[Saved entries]
=== Section Start ===

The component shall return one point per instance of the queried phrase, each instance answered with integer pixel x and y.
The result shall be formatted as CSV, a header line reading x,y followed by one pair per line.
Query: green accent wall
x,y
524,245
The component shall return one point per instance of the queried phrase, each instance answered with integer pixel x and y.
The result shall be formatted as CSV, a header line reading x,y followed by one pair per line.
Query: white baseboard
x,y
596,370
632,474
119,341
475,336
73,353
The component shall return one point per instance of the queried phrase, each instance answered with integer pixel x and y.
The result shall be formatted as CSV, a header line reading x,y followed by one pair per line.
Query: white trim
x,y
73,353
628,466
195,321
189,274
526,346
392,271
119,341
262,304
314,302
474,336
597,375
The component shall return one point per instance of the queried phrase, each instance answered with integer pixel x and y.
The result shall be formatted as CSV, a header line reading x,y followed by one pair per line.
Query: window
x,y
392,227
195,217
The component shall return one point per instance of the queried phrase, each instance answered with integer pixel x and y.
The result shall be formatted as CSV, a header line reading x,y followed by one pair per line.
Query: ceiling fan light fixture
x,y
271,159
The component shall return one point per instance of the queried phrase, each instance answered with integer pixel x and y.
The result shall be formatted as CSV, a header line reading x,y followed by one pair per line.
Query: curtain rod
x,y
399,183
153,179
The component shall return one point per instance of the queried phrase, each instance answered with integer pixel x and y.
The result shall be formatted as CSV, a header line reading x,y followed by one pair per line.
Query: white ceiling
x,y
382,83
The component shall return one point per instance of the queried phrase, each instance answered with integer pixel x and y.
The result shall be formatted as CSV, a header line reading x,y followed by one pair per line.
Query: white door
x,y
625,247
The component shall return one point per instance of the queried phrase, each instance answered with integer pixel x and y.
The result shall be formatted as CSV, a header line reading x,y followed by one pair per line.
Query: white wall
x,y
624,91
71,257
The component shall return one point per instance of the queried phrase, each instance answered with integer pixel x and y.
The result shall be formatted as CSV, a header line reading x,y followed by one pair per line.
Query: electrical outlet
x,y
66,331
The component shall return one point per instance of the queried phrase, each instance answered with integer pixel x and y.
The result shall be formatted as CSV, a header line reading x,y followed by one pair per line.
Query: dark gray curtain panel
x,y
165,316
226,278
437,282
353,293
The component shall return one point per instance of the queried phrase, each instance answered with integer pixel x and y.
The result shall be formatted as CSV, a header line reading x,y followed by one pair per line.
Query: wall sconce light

=== Section End ===

__Task description__. Retype the data exactly.

__Answer for the task__.
The component shall return one point per instance of the queried phrase, each instance answered with integer pixel x and y.
The result shall be formatted as CSV, a header line reading x,y followed by one pair per line.
Query: green accent wall
x,y
524,245
The component shall return one point per instance of the queried phrase, each instance answered with integer pixel x and y.
The result shall be formatted as CSV, a header line reading x,y followed by one pair per line.
Query: white baseboard
x,y
596,370
632,474
119,341
475,336
73,353
The component shall return one point per instance of the queried phrase, each instance answered with integer pixel x and y.
The result shall be formatted as CSV, a header line reading x,y followed by one pair per line.
Query: white trim
x,y
73,353
628,466
195,321
189,274
526,346
392,271
119,341
262,304
314,302
474,336
597,375
The component shall return one point per instance of the queried phrase, each instance answered with integer pixel x and y.
The result shall be formatted as CSV, a header line reading x,y followed by one pair per line.
Query: window
x,y
392,227
195,217
The component shall return one point per instance of the queried phrase, each instance answered with integer pixel x and y.
The result shall be formatted as CSV, a header line reading x,y followed by one pair per line.
Query: ceiling fan light fixture
x,y
271,159
The component shall return one point per instance of the queried phrase, each instance answered with integer pixel x and y.
The result shall be formatted as CSV, a header line reading x,y followed by one pair per line.
Query: curtain rod
x,y
399,183
153,179
The component shall return one point per instance of the queried phrase, each instance answered with integer pixel x and y.
The result shall be formatted as CSV, a header line reading x,y followed by one pair per line.
Query: white ceiling
x,y
382,83
The component shall return one point per instance of the queried phrase, each instance answered with integer pixel x and y.
The result shall be formatted as CSV, a header line reading x,y followed by one pair per line.
Query: white door
x,y
625,247
The component shall return one point per instance of the queried phrase, each instance answered with integer pixel x and y.
The result shall be formatted as CSV, a header line reading x,y followed by one pair per line.
Query: white wall
x,y
624,91
71,257
The component shall return one point per instance of the queried phrase, each instance answered with integer pixel x and y.
The result shall be formatted as CSV, a header line reading x,y followed by one pair per line.
Query: electrical outlet
x,y
66,331
The component shall return one point per instance of the queried phrase, each instance answered with integer pixel x and y.
The result shall be formatted as CSV, a header line reading x,y followed by one pair per line.
Query: dark gray curtain panel
x,y
165,316
226,278
437,282
353,293
The component shall return one point per instance of the queried phrase, each instance answered with integer pixel x and y.
The result shall be formatted as CSV, a header line reading x,y followed by one pair per line.
Query: wall sconce light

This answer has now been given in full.